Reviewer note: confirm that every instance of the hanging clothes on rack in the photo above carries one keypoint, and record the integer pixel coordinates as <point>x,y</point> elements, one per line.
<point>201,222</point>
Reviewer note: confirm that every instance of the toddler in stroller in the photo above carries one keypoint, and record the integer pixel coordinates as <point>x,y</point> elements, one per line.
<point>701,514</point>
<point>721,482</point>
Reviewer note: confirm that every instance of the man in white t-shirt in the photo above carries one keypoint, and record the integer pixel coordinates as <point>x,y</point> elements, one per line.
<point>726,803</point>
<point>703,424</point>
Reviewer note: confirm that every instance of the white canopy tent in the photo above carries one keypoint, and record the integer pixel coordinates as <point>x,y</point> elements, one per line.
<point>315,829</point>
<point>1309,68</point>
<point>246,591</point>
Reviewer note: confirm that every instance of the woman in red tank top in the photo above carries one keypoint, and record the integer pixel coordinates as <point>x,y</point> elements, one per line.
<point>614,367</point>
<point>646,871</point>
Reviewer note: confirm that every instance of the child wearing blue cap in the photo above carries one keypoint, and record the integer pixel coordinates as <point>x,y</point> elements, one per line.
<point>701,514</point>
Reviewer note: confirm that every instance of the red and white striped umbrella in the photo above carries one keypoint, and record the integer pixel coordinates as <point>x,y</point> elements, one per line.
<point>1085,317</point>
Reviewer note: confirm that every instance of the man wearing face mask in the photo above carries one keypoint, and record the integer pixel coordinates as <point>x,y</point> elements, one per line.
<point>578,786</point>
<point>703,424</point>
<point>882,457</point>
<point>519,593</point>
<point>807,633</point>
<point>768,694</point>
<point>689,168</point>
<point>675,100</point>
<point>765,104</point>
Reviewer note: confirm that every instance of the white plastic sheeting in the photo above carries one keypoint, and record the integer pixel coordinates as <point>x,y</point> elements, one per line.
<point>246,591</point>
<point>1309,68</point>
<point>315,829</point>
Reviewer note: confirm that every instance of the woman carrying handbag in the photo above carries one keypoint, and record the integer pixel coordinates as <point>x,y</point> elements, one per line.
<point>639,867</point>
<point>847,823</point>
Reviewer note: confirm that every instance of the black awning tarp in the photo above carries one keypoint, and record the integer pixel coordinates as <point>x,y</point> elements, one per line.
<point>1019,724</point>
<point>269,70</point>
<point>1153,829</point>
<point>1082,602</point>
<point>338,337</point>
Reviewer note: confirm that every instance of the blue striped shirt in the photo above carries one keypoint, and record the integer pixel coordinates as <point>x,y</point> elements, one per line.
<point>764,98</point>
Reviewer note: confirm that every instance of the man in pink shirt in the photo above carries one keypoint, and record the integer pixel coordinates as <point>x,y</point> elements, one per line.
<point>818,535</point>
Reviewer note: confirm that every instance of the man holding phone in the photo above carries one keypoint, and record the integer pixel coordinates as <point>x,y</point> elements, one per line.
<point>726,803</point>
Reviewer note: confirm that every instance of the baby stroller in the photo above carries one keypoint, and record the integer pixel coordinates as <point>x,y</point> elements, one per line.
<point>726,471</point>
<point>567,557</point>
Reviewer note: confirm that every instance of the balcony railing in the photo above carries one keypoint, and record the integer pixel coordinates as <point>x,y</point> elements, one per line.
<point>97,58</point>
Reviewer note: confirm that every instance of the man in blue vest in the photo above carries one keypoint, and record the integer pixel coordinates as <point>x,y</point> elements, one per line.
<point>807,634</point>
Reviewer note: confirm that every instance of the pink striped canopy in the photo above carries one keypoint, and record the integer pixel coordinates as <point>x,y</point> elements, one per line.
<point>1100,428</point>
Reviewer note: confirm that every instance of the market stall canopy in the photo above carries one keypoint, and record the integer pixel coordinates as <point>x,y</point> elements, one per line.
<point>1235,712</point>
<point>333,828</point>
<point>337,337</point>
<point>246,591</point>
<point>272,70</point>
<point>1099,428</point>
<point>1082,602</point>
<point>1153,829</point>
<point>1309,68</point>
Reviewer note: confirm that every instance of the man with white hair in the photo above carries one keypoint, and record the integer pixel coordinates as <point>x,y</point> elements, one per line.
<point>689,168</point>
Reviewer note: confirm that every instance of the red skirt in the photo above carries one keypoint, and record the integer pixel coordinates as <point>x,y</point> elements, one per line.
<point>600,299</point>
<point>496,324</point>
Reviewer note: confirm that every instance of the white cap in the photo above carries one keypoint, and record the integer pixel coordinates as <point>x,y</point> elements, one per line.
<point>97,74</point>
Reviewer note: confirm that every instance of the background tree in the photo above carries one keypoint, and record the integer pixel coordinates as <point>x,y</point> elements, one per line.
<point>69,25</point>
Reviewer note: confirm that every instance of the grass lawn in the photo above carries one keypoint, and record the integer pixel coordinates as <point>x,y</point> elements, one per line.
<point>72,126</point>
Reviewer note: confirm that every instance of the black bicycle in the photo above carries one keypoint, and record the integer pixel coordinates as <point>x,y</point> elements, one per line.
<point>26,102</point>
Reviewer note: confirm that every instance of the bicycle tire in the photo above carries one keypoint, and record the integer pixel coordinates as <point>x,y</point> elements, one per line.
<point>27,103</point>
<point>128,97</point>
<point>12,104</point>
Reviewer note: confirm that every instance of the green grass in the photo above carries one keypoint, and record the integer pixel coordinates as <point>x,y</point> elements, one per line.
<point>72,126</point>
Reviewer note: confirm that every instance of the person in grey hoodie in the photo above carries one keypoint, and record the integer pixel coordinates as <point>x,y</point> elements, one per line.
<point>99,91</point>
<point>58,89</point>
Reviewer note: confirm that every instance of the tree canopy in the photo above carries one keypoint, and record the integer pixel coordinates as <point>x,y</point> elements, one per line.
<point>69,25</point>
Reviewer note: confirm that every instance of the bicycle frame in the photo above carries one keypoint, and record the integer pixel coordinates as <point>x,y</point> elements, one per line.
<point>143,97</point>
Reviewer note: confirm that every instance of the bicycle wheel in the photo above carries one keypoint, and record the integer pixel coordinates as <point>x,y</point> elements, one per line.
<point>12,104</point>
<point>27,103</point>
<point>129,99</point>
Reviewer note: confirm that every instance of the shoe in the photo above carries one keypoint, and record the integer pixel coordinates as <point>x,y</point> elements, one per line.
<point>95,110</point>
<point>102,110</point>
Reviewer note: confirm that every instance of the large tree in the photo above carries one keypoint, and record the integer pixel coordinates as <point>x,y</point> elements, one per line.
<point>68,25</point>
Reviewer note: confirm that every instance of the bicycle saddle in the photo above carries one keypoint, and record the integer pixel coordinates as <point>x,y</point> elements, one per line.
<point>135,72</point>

--*--

_Your instructions:_
Render every line of the records above as a Markdown table with the columns Row and Line, numbering the rows in order and skipping any blank lines.

_Correct result:_
| Row | Line |
|---|---|
| 1 | Reviewer note: confirm that every instance of the hanging clothes on rack in the photo above carries one keypoint, and record the integer pixel coordinates as <point>x,y</point> elements, one per line. |
| 2 | <point>201,222</point> |
| 3 | Reviewer note: confirm that every instance of the toddler in stroller in the photo above carries one keypoint, and record the integer pixel coordinates as <point>x,y</point> elements, one per line. |
| 4 | <point>701,514</point> |
| 5 | <point>721,482</point> |
| 6 | Reviewer note: confirm that every instance of the man in white t-shirt in the photo above carries one keypoint, and record the integer pixel coordinates as <point>x,y</point> elements, one per line. |
| 7 | <point>726,803</point> |
| 8 | <point>703,424</point> |
| 9 | Reviewer note: confirm that every instance of the white canopy tent in the photo above carries one keypoint, and record the integer pixel coordinates as <point>x,y</point> elements, one per line. |
| 10 | <point>315,829</point> |
| 11 | <point>1309,68</point> |
| 12 | <point>246,591</point> |
| 13 | Reviewer note: confirm that every instance of the woman in red tank top in the photo above carries one keypoint, and record the integer pixel coordinates as <point>x,y</point> elements, one per line. |
| 14 | <point>614,367</point> |
| 15 | <point>646,871</point> |
| 16 | Reviewer note: confirm that every instance of the child wearing blue cap in the photo above carries one keypoint, and record the integer pixel coordinates as <point>x,y</point> elements, one per line. |
| 17 | <point>701,514</point> |
| 18 | Reviewer note: confirm that every instance of the red and white striped umbrella in the photo above carries one keypoint, and record the integer pixel coordinates as <point>x,y</point> elements, one per line. |
| 19 | <point>1085,317</point> |
| 20 | Reviewer note: confirm that every instance of the man wearing face mask in the photo above carries one keypoint, and record the integer pixel coordinates as <point>x,y</point> elements, one per line. |
| 21 | <point>578,786</point> |
| 22 | <point>703,424</point> |
| 23 | <point>882,457</point> |
| 24 | <point>519,593</point> |
| 25 | <point>807,633</point> |
| 26 | <point>768,694</point> |
| 27 | <point>689,168</point> |
| 28 | <point>675,100</point> |
| 29 | <point>765,104</point> |
| 30 | Reviewer note: confirm that every instance of the white plastic sheeting in the photo above carries one keypoint, and record the integer pixel coordinates as <point>x,y</point> elements, one per line. |
| 31 | <point>246,591</point> |
| 32 | <point>1309,68</point> |
| 33 | <point>315,829</point> |
| 34 | Reviewer note: confirm that every instance of the woman carrying handbag in the photo above carries one keypoint, and record the integer pixel coordinates as <point>x,y</point> elements, one per line. |
| 35 | <point>639,867</point> |
| 36 | <point>847,823</point> |
| 37 | Reviewer note: confirm that every instance of the black awning tarp in the photo above carries one keypoint, and record the integer pixel coordinates as <point>x,y</point> elements, one per line. |
| 38 | <point>1019,724</point> |
| 39 | <point>269,70</point> |
| 40 | <point>1153,829</point> |
| 41 | <point>1082,602</point> |
| 42 | <point>338,337</point> |
| 43 | Reviewer note: confirm that every instance of the blue striped shirt in the photo above carries one keypoint, and record the integer pixel coordinates as <point>x,y</point> elements, one per line. |
| 44 | <point>764,98</point> |
| 45 | Reviewer note: confirm that every instance of the man in pink shirt in the photo above carries one keypoint, and record the integer pixel coordinates as <point>x,y</point> elements, one per line. |
| 46 | <point>818,535</point> |
| 47 | Reviewer note: confirm that every instance of the man holding phone in the photo above carries one keypoint, and record the integer pixel coordinates as <point>x,y</point> elements, one per line. |
| 48 | <point>726,803</point> |
| 49 | Reviewer note: confirm that every instance of the baby stroller in the photo above carries one keypoint, and record the integer pixel coordinates as <point>x,y</point> elements, one per line. |
| 50 | <point>726,471</point> |
| 51 | <point>567,557</point> |
| 52 | Reviewer note: confirm that every instance of the balcony railing in the photo above carries one keypoint, and record the integer pixel coordinates as <point>x,y</point> elements, one per line. |
| 53 | <point>97,58</point> |
| 54 | Reviewer note: confirm that every instance of the man in blue vest in the photo above carries one keypoint, and record the integer pixel coordinates as <point>x,y</point> elements, one per line. |
| 55 | <point>807,634</point> |
| 56 | Reviewer note: confirm that every instance of the pink striped canopy in the photo above carries one keypoint, and record the integer pixel coordinates as <point>x,y</point> elements, one per line. |
| 57 | <point>1100,428</point> |
| 58 | Reviewer note: confirm that every instance of the market stall canopy in the photo above carries one keypoint, and record the integer pixel coordinates as <point>x,y</point> elements, one per line. |
| 59 | <point>1235,712</point> |
| 60 | <point>333,828</point> |
| 61 | <point>337,337</point> |
| 62 | <point>246,591</point> |
| 63 | <point>272,70</point> |
| 64 | <point>1099,428</point> |
| 65 | <point>1082,602</point> |
| 66 | <point>1153,829</point> |
| 67 | <point>1309,68</point> |
| 68 | Reviewer note: confirm that every instance of the man with white hair in the photo above carries one keypoint, and record the integer pixel coordinates as <point>x,y</point> elements, one per line. |
| 69 | <point>689,168</point> |
| 70 | Reviewer note: confirm that every instance of the red skirt in the photo above carries one keypoint, and record the integer pixel coordinates as <point>x,y</point> elements, one per line. |
| 71 | <point>600,299</point> |
| 72 | <point>496,324</point> |
| 73 | Reviewer note: confirm that every instance of the white cap in the photo above carries one keypoint, and record the integer pixel coordinates as <point>x,y</point> elements, one per line. |
| 74 | <point>97,74</point> |
| 75 | Reviewer note: confirm that every instance of the background tree in the photo above carries one keypoint, and record the integer pixel coordinates as <point>x,y</point> elements, one per line. |
| 76 | <point>69,25</point> |
| 77 | Reviewer note: confirm that every instance of the grass lawn in the photo above carries one keypoint, and record the integer pixel coordinates as <point>x,y</point> elements, one per line. |
| 78 | <point>72,126</point> |
| 79 | Reviewer note: confirm that every instance of the black bicycle in the photo above carries one keypoint, and record the integer pixel coordinates as <point>x,y</point> elements, one per line. |
| 80 | <point>26,102</point> |
| 81 | Reviewer note: confirm that every instance of the bicycle tire in the photo above carries one keypoint, and record the integer pixel coordinates as <point>x,y</point> elements, one per line. |
| 82 | <point>27,103</point> |
| 83 | <point>128,97</point> |
| 84 | <point>12,104</point> |
| 85 | Reviewer note: confirm that every instance of the green grass in the photo above carries one keypoint, and record the integer pixel coordinates as <point>x,y</point> elements, one per line. |
| 86 | <point>72,126</point> |
| 87 | Reviewer note: confirm that every instance of the person in grey hoodie in the photo above carries one keypoint, and record the integer pixel coordinates as <point>x,y</point> elements, one per line. |
| 88 | <point>99,91</point> |
| 89 | <point>58,89</point> |
| 90 | Reviewer note: confirm that every instance of the tree canopy in the photo above carries one keypoint, and record the integer pixel coordinates as <point>x,y</point> elements, one per line. |
| 91 | <point>69,25</point> |
| 92 | Reviewer note: confirm that every instance of the bicycle frame in the photo above carries one keypoint, and record the integer pixel coordinates as <point>x,y</point> elements, one per line. |
| 93 | <point>143,97</point> |
| 94 | Reviewer note: confirm that every instance of the bicycle wheel in the photo above carries one keypoint, and record the integer pixel coordinates as <point>x,y</point> elements, one per line. |
| 95 | <point>12,104</point> |
| 96 | <point>27,103</point> |
| 97 | <point>129,99</point> |
| 98 | Reviewer note: confirm that every instance of the shoe in the photo above carries one keypoint, and record the integer pixel coordinates as <point>x,y</point> elements, one per line. |
| 99 | <point>95,110</point> |
| 100 | <point>102,110</point> |
| 101 | Reviewer note: confirm that every instance of the large tree in the photo above carries one keypoint, and record the integer pixel coordinates as <point>x,y</point> elements, one per line. |
| 102 | <point>68,25</point> |
| 103 | Reviewer note: confirm that every instance of the bicycle saddle in the photo above carries one keypoint, and record the integer pixel coordinates as <point>x,y</point> elements, one per line. |
| 104 | <point>135,72</point> |